### [Directions for this task]
Copy out all the records exactly.

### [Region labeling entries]
* * *

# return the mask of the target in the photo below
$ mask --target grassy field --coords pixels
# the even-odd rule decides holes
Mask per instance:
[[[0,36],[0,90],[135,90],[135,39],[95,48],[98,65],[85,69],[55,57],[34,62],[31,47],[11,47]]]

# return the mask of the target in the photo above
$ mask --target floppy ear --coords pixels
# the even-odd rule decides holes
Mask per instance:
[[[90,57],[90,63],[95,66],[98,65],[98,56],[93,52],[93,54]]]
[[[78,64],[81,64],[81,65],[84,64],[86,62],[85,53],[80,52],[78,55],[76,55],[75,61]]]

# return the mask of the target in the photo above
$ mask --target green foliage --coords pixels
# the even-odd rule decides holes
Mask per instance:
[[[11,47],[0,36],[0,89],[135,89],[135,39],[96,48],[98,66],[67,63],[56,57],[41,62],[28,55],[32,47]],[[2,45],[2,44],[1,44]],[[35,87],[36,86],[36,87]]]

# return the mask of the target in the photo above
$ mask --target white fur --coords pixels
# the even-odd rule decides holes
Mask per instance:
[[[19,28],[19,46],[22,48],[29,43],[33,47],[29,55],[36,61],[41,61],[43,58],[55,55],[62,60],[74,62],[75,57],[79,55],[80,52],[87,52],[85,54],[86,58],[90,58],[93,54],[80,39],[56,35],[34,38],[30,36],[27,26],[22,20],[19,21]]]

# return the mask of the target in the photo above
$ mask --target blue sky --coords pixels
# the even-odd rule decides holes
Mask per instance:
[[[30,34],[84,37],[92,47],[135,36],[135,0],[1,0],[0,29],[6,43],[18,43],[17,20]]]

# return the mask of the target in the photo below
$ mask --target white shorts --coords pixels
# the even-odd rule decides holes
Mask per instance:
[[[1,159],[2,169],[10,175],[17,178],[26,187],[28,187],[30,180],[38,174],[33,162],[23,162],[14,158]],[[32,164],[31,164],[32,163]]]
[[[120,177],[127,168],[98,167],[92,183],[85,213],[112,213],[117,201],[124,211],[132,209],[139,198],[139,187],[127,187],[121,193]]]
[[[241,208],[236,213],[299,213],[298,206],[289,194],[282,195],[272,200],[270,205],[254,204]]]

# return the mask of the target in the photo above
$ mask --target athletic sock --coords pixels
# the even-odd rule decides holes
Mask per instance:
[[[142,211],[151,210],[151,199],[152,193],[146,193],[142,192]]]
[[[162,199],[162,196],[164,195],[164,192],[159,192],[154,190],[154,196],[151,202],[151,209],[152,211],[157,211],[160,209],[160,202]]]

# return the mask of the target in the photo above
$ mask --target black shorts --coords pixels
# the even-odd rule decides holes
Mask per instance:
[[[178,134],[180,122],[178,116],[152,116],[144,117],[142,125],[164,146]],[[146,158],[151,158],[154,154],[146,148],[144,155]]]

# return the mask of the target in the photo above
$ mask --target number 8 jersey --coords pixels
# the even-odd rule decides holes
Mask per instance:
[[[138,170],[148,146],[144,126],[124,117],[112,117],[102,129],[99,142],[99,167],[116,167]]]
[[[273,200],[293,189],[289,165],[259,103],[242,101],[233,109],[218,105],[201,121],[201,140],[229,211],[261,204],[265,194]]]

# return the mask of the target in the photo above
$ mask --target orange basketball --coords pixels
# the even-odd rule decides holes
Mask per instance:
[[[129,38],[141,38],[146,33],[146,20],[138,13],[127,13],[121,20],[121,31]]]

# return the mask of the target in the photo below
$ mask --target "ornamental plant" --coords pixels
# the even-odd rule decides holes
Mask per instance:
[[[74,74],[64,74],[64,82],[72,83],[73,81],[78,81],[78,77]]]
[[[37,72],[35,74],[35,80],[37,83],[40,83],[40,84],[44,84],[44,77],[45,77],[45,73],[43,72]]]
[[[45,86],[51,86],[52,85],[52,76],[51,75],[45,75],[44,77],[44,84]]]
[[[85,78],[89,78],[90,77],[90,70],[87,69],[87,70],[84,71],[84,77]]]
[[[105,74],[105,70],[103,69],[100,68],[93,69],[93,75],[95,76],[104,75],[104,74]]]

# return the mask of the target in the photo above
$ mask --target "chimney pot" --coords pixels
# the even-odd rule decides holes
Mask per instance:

* * *

### [Solution below]
# return the mask of the target in the photo below
$ mask --target grassy field --coords pixels
# the even-odd rule decides holes
Mask per instance:
[[[0,36],[0,90],[135,90],[135,39],[95,48],[98,65],[85,69],[55,57],[34,62],[31,47],[11,47]]]

# return the mask of the target in the photo above
$ mask --target floppy ear --coords pixels
# the even-odd rule decides holes
Mask per instance:
[[[90,57],[90,63],[95,66],[98,65],[98,56],[93,52],[93,54]]]
[[[78,64],[81,64],[81,65],[84,64],[86,62],[85,53],[80,52],[78,55],[76,55],[75,61]]]

# return the mask of the target in the photo above
$ mask --target green foliage --coords pixels
# the even-odd rule decides holes
Mask per instance:
[[[11,47],[0,36],[0,89],[135,89],[135,39],[96,48],[98,66],[67,63],[56,57],[41,62],[28,55],[32,47]],[[2,45],[2,44],[1,44]],[[35,87],[36,86],[36,87]]]

# return the mask of the target in the photo above
$ mask --target white fur --coords pixels
# the even-odd rule decides holes
Mask per instance:
[[[19,28],[19,46],[22,48],[29,43],[33,47],[29,55],[36,61],[41,61],[43,58],[55,55],[62,60],[74,62],[75,57],[79,55],[80,52],[87,52],[85,54],[86,58],[90,58],[93,54],[80,39],[56,35],[34,38],[30,36],[27,26],[22,20],[19,21]]]

# return the mask of the target in the photo above
$ mask --target blue sky --coords pixels
# the even-odd rule decides holes
Mask per instance:
[[[30,34],[84,37],[92,47],[135,36],[135,0],[1,0],[0,29],[6,43],[18,43],[17,20]]]

# return the mask of the target in the photo below
$ mask --target white shorts --coords pixels
# the even-odd rule decides holes
Mask per instance:
[[[1,159],[2,169],[10,175],[17,178],[26,187],[28,187],[30,180],[38,174],[33,162],[23,162],[14,158]],[[32,164],[31,164],[32,163]]]
[[[120,177],[127,168],[98,167],[92,183],[85,213],[112,213],[117,201],[124,211],[132,209],[139,198],[139,187],[127,187],[121,193]]]
[[[241,208],[236,213],[299,213],[298,206],[289,194],[282,195],[272,200],[270,205],[254,204]]]

# return the mask of the target in the photo above
$ mask --target athletic sock --coords pixels
# the even-odd rule decides holes
Mask per instance:
[[[142,211],[151,210],[151,199],[152,193],[146,193],[142,192]]]
[[[162,199],[162,196],[164,195],[164,192],[159,192],[154,190],[154,196],[151,202],[151,209],[152,211],[157,211],[160,209],[160,202]]]

# return the mask of the target in the photo above
$ mask --target black shorts --coords pixels
# the even-odd rule decides holes
Mask per instance:
[[[178,134],[180,122],[178,116],[152,116],[144,117],[142,125],[164,146]],[[146,158],[151,158],[154,154],[146,148],[144,155]]]

# return the mask of the target in the photo above
$ mask --target number 8 jersey --coords pixels
# the even-odd rule decides holes
Mask per instance:
[[[138,170],[148,146],[144,126],[124,117],[112,117],[102,129],[99,142],[99,167],[116,167]]]
[[[273,200],[293,189],[289,165],[259,103],[242,101],[233,109],[218,105],[201,121],[201,140],[229,211],[261,204],[265,194]]]

# return the mask of the target in the photo above
$ mask --target orange basketball --coords pixels
# the even-odd rule decides holes
Mask per instance:
[[[129,38],[141,38],[146,33],[146,20],[138,13],[127,13],[121,20],[121,31]]]

# return the mask of the target in the photo below
$ mask --target "ornamental plant" --coords pixels
# the even-odd rule decides holes
Mask per instance:
[[[74,74],[64,74],[64,82],[72,83],[73,81],[78,81],[78,77]]]
[[[37,72],[35,74],[35,80],[37,83],[40,83],[40,84],[44,84],[44,77],[45,77],[45,73],[43,72]]]
[[[45,86],[51,86],[52,85],[52,76],[51,75],[45,75],[44,77],[44,84]]]
[[[85,78],[89,78],[90,77],[90,70],[87,69],[87,70],[84,71],[84,77]]]
[[[105,74],[105,70],[103,69],[100,68],[93,69],[93,75],[95,76],[104,75],[104,74]]]

# return the mask of the target in the photo above
$ mask --target "chimney pot" --coords pixels
# the even-odd rule decides holes
Mask per instance:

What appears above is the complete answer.